# Work to do
Reproduce every entry below with its request unchanged, shifting each bounding-box coordinate in the answers up by 42. Leave out the pictures.

============================================================

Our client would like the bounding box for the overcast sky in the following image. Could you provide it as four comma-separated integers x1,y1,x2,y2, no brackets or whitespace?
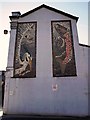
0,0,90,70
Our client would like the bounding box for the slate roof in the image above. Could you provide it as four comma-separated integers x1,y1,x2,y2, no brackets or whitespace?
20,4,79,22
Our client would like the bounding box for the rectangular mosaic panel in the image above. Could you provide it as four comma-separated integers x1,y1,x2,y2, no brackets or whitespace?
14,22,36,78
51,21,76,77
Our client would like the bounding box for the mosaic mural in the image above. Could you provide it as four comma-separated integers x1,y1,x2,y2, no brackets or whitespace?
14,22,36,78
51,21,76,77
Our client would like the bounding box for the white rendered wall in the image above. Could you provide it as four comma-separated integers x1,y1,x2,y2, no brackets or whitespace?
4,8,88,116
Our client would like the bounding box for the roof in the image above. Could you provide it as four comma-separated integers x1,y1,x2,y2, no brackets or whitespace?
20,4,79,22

============================================================

# Answer below
Our client would like the bounding box for the overcast sky in the following image. Could you provide it as four comma-separated integers x1,y1,x2,y2, no brackets or whitespace?
42,42,132,112
Our client would like the bounding box for the slate roof in the image above. Could you provide it as four comma-separated integers x1,y1,x2,y2, no brackets or whitespace?
62,46,121,64
Our client would like the bounding box for the rectangular mosaic panel in the image above. Could you provide it as four comma-separated integers x1,y1,x2,y2, no brackets or whitespace?
56,64,78,120
93,63,118,119
Our client would like the bounding box for the mosaic mural in the image above. Could you provide it as four comma-separated integers x1,y1,x2,y2, no brackets or whitespace?
56,64,78,120
93,63,118,119
Our client would like the bounding box for the white rendered wall in the image above. Could you provide it as four comma-separated integers x1,y1,x2,y2, no brackets or whitespace?
46,50,130,158
Our client would like the bounding box for the roof in the image above. Could you provide it as four comma-separated integers x1,y1,x2,y2, no brackets or whitespace?
62,46,121,64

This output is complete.